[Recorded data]
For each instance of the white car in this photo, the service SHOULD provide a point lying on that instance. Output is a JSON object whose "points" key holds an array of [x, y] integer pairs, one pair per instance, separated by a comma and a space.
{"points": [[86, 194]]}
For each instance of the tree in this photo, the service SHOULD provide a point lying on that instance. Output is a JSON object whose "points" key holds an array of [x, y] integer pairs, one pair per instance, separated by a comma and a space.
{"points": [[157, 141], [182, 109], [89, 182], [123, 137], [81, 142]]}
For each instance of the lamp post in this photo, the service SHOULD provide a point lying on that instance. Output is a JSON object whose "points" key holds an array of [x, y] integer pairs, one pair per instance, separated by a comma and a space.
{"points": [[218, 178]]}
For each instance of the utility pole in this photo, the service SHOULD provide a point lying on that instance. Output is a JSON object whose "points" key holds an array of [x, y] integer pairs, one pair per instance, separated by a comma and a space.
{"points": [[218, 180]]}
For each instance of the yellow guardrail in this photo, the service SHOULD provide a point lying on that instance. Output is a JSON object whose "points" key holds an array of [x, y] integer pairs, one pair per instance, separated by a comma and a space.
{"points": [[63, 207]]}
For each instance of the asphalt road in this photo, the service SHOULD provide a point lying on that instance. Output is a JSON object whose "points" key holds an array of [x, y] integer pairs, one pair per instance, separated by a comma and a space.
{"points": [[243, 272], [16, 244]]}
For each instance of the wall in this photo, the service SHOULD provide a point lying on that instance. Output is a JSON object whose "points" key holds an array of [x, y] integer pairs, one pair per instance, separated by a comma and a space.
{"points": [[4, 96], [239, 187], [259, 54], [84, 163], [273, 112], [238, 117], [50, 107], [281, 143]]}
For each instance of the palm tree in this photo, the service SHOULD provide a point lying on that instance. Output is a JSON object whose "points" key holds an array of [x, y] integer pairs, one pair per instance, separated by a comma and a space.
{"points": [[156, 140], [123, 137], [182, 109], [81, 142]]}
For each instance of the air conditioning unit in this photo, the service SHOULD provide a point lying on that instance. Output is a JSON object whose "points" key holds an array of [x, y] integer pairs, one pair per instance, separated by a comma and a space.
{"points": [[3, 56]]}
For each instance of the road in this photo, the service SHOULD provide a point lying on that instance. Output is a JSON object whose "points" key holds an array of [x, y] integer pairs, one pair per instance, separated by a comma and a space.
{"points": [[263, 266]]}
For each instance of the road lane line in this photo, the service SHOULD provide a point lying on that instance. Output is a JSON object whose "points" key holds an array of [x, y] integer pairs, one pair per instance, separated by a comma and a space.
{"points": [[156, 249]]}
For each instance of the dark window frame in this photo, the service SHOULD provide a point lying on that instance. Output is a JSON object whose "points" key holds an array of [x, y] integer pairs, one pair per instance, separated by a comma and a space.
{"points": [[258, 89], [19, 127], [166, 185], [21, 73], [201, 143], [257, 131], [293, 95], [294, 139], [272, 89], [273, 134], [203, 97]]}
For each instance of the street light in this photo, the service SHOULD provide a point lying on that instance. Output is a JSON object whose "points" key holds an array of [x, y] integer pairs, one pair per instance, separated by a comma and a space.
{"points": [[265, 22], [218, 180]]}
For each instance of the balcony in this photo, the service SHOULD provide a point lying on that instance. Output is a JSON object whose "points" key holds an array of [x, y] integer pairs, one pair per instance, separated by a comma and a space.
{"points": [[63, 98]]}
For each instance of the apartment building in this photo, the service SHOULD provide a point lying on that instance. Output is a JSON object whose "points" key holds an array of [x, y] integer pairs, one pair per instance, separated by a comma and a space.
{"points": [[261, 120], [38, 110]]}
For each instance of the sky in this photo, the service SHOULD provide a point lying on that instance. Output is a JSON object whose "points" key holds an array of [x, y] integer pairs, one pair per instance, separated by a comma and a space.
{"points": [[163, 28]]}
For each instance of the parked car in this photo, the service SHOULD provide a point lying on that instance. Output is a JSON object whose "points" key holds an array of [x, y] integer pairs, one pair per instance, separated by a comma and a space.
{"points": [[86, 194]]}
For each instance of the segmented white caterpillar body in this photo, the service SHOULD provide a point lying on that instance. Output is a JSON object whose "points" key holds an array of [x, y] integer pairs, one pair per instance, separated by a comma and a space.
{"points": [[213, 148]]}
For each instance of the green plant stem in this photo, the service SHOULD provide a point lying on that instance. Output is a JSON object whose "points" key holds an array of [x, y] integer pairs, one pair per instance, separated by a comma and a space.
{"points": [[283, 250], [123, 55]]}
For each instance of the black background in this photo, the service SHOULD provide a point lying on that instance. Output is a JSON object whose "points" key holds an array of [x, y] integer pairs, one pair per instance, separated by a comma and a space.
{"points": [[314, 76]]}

AIM: Write out every line of the material again, exactly as it reads.

WRITTEN ANSWER:
For each instance of the white car in this photo, the service SHOULD provide a point lying on that instance. Output is a JSON object whose "points" key holds an array of [x, y] integer pairs, one pair per instance, separated by a comma and a space.
{"points": [[86, 194]]}
For each instance of the tree in this photo, the service SHOULD provide a point lying on that instance. Output is a JSON object whose "points" key holds an array of [x, y] integer pairs, one pair per instance, separated by a comma and a space.
{"points": [[157, 141], [182, 109], [89, 182], [123, 137], [81, 142]]}
For each instance of the lamp post in this photo, the service SHOULD provide a point lying on that instance. Output is a JSON object whose "points" key holds an array of [x, y] integer pairs, one pair per instance, separated by a comma and a space.
{"points": [[218, 178]]}
For each instance of the utility pole in this photo, the service SHOULD provide a point lying on that instance. Output is a JSON object whose "points" key holds an array of [x, y] integer pairs, one pair per instance, separated by a comma and a space.
{"points": [[218, 180]]}
For each instance of the yellow guardrail in this photo, the service SHOULD provide a point lying on that instance. Output is a JSON object whose "points" key holds an array of [x, y] integer pairs, one pair per instance, separated by a comma and a space.
{"points": [[63, 207]]}
For each instance of the asphalt road in this photo, the service SHOULD provide a point lying on that instance. Output is a JSON object whose "points" key holds an array of [x, y] integer pairs, one pair per instance, separated by a comma and a space.
{"points": [[243, 272], [16, 244]]}
For each instance of the wall in this photo, the service SHOULD provide a point lying on that instance. Output is a JSON object whose "points" key holds an array of [x, y] integer pairs, one pair per instance, separated by a comma and a space.
{"points": [[4, 96], [239, 187], [259, 54], [84, 163], [273, 112], [238, 117], [50, 107], [281, 143]]}
For each instance of the palm tree in this photo, the service SHOULD provide a point lying on that instance. Output is a JSON object whose "points" key holds an array of [x, y] integer pairs, one pair per instance, separated by a comma and a space.
{"points": [[156, 140], [123, 137], [182, 109], [81, 142]]}
For each instance of the air conditioning unit in this photo, the service SHOULD provide a point lying on that instance. Output is a JSON object whose "points" key holds an array of [x, y] integer pairs, one pair per instance, separated by a comma and a space.
{"points": [[3, 56]]}
For each instance of the road in this photo, the service SHOULD provide a point lying on that instance. Output is a JSON object whose "points" key holds an array of [x, y] integer pairs, one pair per instance, separated by a comma and a space.
{"points": [[263, 266]]}
For each instance of the road lane line in this photo, the service SHOULD provide a point lying on that instance. Output is a JSON object whose "points" key holds an array of [x, y] integer pairs, one pair per instance, separated by a comma and a space.
{"points": [[156, 249]]}
For each instance of the dark window frame in this photo, the service SHOULD provide a point lying on that instance. Output is a JSON object whose "points" key holds an array of [x, y] integer pairs, one pair per instance, separated by a comma and a space.
{"points": [[258, 89], [19, 127], [166, 185], [21, 73], [201, 143], [257, 131], [293, 95], [294, 139], [272, 89], [273, 134], [203, 97]]}
For each instance of the street light in this photo, the service SHOULD provide a point lying on that instance. Output is a JSON object whose "points" key holds an array of [x, y] integer pairs, one pair per instance, separated by a comma and a space.
{"points": [[265, 22], [218, 180]]}
For each instance of the balcony in this photo, the service SHOULD provide a point lying on that instance. Output is a JSON object whose "points" key holds an array of [x, y] integer pairs, one pair per instance, separated by a comma and a space.
{"points": [[63, 98]]}
For each instance of the apartment building in this photo, the service SHOULD provide a point lying on that instance. Output is a JSON object whose "points" key holds an array of [x, y] integer pairs, one pair per instance, separated by a comma and a space.
{"points": [[261, 120], [38, 110]]}
For each instance of the sky in this photo, the service SHOULD provide a point lying on that instance. Output is a JSON object whose "points" key holds an array of [x, y] integer pairs, one pair per instance, separated by a comma and a space.
{"points": [[163, 28]]}
For each instance of the parked car in this photo, the service SHOULD provide a point lying on that instance. Output is a JSON object whose "points" key holds an array of [x, y] integer pairs, one pair per instance, separated by a comma and a space.
{"points": [[86, 194]]}
For each instance of the segmented white caterpillar body in this photo, the service SHOULD provide a point lying on that instance. Output is a JSON object whose "points" key holds an array of [x, y] integer pairs, one pair per instance, separated by a comma and a space.
{"points": [[213, 148]]}
For each instance of the green plant stem in this photo, the service SHOULD provide a point lying on that instance. Output is a JSON object whose "points" key holds an array of [x, y] integer pairs, one pair per instance, separated by a comma and a space.
{"points": [[283, 250], [123, 55]]}
For each instance of the black background in this photo, the service SHOULD provide a point lying on that instance. Output is a JSON object whose "points" key holds an array of [x, y] integer pairs, one pair per instance, separated by a comma and a space.
{"points": [[314, 76]]}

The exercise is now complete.